[Segmentation mask data]
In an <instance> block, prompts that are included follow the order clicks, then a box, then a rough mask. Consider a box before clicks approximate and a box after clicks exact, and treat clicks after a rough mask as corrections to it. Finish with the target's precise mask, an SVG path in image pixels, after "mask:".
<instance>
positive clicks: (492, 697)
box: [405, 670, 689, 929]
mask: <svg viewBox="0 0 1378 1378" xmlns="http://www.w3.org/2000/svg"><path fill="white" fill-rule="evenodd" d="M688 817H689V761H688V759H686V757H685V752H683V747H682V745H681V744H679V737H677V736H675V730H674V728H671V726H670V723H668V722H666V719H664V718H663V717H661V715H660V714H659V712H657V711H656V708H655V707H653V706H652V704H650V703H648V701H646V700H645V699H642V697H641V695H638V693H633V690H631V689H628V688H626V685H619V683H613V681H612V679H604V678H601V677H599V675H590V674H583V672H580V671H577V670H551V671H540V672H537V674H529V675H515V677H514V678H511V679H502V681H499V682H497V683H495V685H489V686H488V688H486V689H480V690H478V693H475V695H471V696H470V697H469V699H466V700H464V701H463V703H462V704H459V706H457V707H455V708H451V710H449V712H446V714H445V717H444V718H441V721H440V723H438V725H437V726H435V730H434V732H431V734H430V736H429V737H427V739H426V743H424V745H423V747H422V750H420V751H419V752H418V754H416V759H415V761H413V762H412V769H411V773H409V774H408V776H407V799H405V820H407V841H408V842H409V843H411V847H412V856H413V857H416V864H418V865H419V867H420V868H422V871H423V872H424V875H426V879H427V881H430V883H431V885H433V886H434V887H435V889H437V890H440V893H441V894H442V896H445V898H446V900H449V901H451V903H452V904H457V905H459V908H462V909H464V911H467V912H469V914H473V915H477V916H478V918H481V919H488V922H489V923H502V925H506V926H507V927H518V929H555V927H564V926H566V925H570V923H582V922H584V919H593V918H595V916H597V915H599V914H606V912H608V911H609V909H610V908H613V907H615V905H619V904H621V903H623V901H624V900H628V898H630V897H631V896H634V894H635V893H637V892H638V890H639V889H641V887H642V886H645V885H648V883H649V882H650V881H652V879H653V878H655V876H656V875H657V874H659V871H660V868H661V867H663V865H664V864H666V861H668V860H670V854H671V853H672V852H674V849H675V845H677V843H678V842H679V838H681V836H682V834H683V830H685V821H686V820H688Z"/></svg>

DIRECTIONS FOR THIS TASK
Exact copies of all the entries above should be returned.

RESULT FOR THIS EXERCISE
In an <instance> block, prompts that are included follow the order clicks, then a box, then a rough mask. Consider a box before clicks approximate and a box after clicks exact, and treat clicks after a rough mask as corrections to it. Finish with the target's precise mask, an SVG path in image pixels, after "mask:".
<instance>
positive clicks: (492, 697)
box: [405, 670, 689, 929]
mask: <svg viewBox="0 0 1378 1378" xmlns="http://www.w3.org/2000/svg"><path fill="white" fill-rule="evenodd" d="M688 817H689V761H688V759H686V757H685V752H683V747H682V745H681V744H679V737H677V736H675V730H674V728H671V726H670V723H668V722H666V719H664V718H663V717H661V715H660V714H659V712H657V711H656V708H655V707H653V706H652V704H650V703H648V701H646V700H645V699H642V697H641V695H638V693H633V690H631V689H628V688H626V685H619V683H613V681H612V679H604V678H601V677H599V675H590V674H583V672H580V671H577V670H551V671H540V672H537V674H529V675H515V677H514V678H511V679H502V681H499V682H497V683H495V685H489V686H488V688H486V689H480V690H478V693H475V695H471V696H470V697H469V699H466V700H464V701H463V703H462V704H459V706H457V707H455V708H451V710H449V712H446V714H445V717H444V718H441V721H440V723H438V725H437V726H435V730H434V732H431V734H430V736H429V737H427V739H426V743H424V745H423V747H422V750H420V751H419V752H418V754H416V759H415V761H413V762H412V769H411V773H409V774H408V776H407V799H405V820H407V841H408V842H409V843H411V847H412V856H413V857H416V864H418V865H419V867H420V868H422V871H423V872H424V875H426V879H427V881H430V883H431V885H433V886H434V887H435V889H437V890H440V893H441V894H442V896H445V898H446V900H449V901H451V903H452V904H457V905H459V908H462V909H464V911H467V912H469V914H473V915H477V916H478V918H481V919H488V922H489V923H502V925H506V926H507V927H518V929H555V927H564V926H566V925H570V923H582V922H584V919H593V918H595V916H597V915H599V914H606V912H608V911H609V909H610V908H613V907H615V905H619V904H621V903H623V901H624V900H628V898H630V897H631V896H634V894H635V893H637V892H638V890H639V889H641V887H642V886H645V885H648V883H649V882H650V881H652V879H653V878H655V876H656V875H657V874H659V871H660V868H661V867H663V865H664V864H666V861H668V860H670V854H671V853H672V852H674V849H675V845H677V843H678V842H679V838H681V836H682V834H683V830H685V821H686V820H688Z"/></svg>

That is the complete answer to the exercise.